___ MATERIAL FOR THIS TASK ___
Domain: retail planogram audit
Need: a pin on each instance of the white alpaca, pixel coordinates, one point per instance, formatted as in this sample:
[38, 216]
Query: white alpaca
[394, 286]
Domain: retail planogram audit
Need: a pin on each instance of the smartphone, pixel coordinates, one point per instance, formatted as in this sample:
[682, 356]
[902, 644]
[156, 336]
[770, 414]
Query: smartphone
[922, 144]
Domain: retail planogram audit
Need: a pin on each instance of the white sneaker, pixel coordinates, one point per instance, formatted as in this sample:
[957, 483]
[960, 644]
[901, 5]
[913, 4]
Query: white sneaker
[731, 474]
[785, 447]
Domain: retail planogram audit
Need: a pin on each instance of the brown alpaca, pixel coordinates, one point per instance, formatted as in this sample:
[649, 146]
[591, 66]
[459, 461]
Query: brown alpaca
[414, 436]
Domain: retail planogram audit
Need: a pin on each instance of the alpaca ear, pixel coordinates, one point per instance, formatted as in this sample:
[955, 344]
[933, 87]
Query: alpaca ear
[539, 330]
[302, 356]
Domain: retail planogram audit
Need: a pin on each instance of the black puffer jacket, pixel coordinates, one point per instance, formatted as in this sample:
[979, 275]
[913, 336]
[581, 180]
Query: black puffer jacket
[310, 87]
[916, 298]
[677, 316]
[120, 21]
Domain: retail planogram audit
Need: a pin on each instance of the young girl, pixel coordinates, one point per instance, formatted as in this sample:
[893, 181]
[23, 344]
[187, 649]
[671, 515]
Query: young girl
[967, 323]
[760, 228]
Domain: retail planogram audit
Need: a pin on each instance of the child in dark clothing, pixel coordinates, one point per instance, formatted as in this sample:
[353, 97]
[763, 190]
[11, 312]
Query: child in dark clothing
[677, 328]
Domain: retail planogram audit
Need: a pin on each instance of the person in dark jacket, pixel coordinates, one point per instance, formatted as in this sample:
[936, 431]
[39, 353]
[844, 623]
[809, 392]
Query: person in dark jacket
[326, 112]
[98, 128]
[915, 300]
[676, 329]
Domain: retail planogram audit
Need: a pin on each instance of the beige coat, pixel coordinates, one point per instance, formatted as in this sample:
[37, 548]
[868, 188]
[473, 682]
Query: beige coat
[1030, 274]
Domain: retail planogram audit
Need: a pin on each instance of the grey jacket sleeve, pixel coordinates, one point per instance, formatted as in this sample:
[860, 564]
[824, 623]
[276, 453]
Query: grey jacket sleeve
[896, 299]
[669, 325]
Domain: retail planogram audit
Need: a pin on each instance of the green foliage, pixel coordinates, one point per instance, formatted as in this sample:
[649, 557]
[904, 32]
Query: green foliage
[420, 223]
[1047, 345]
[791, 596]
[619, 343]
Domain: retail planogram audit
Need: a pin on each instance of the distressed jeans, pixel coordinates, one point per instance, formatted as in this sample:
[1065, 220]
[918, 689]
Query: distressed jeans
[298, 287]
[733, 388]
___
■ **DIRECTIONS FOR THIS TASK**
How many lines in the rows above contain the string "sneaker"? Reply with the number alone.

■ **EXERCISE SOLUTION**
2